— Start of Text section —

I shot wedding photos on the weekend without permission in a local park. You rarely get hassle unless there's some jobsworth private security twerp around (e.g. canary Wharf).


----------



## Blunders500 (Jul 5, 2010)

*Broadgate*

I've been told off by The Security at Broadgate before which I must admit I knew was private.


----------



## Lord Camomile (Jul 6, 2010)

Apparently there's a free "Know Your Rights" lens cloth with this month's Amateur Photographer.

Must say I've only skimmed the surface of this whole issue but it seems bloody confusing


----------



## starfish2000 (Jul 15, 2010)

The shoot went great

Im doing another next week

THis time I wanna do a few in the Greenwich tunnel, I hear photography is banned, but as its a public highway, Im uncertain if this is enforceable.


----------



## AnnO'Neemus (Jul 15, 2010)

A lot of places that people think are 'public' aren't necessarily, for example railway stations and shopping centres.  Just because there are members of the public there, doesn't necessarily mean they are public places.


----------



## Paul Russell (Jul 15, 2010)

AnnO'Neemus said:


> A lot of places that people think are 'public' aren't necessarily, for example railway stations and shopping centres.  Just because there are members of the public there, doesn't necessarily mean they are public places.



Looks like Regent Street might be next...


----------



## cybertect (Jul 15, 2010)

Paul Russell said:


> Looks like Regent Street might be next...



any particular reason?


----------

— End of Text section —
— Start of Data supplied —

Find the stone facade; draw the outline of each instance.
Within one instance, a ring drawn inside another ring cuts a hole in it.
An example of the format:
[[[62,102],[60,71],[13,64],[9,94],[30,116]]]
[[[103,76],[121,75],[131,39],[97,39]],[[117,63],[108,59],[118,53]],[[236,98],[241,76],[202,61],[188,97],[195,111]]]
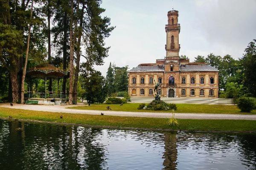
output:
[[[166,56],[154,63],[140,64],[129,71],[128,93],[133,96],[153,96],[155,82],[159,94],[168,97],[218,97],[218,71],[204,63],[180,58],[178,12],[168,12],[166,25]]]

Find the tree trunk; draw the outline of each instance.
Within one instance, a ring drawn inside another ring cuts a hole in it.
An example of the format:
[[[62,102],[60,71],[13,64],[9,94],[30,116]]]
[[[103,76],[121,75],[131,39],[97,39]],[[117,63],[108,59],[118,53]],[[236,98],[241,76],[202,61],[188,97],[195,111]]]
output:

— End of Data supplied —
— Start of Data supplied —

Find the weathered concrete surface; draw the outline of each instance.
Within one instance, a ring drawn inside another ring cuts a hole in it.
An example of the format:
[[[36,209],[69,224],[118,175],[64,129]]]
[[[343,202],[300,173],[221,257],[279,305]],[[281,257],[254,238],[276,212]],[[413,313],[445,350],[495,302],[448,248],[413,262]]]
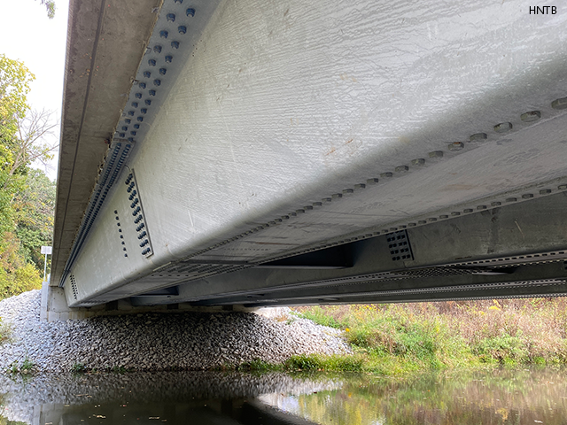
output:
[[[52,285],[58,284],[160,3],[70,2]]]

— End of Data supplied —

■ Set problem
Write out the stretch of the forum thread from "## AnnO'Neemus (Jul" through "Russell (Jul 15, 2010)", word for word.

■ Exercise answer
## AnnO'Neemus (Jul 15, 2010)

A lot of places that people think are 'public' aren't necessarily, for example railway stations and shopping centres.  Just because there are members of the public there, doesn't necessarily mean they are public places.


----------



## Paul Russell (Jul 15, 2010)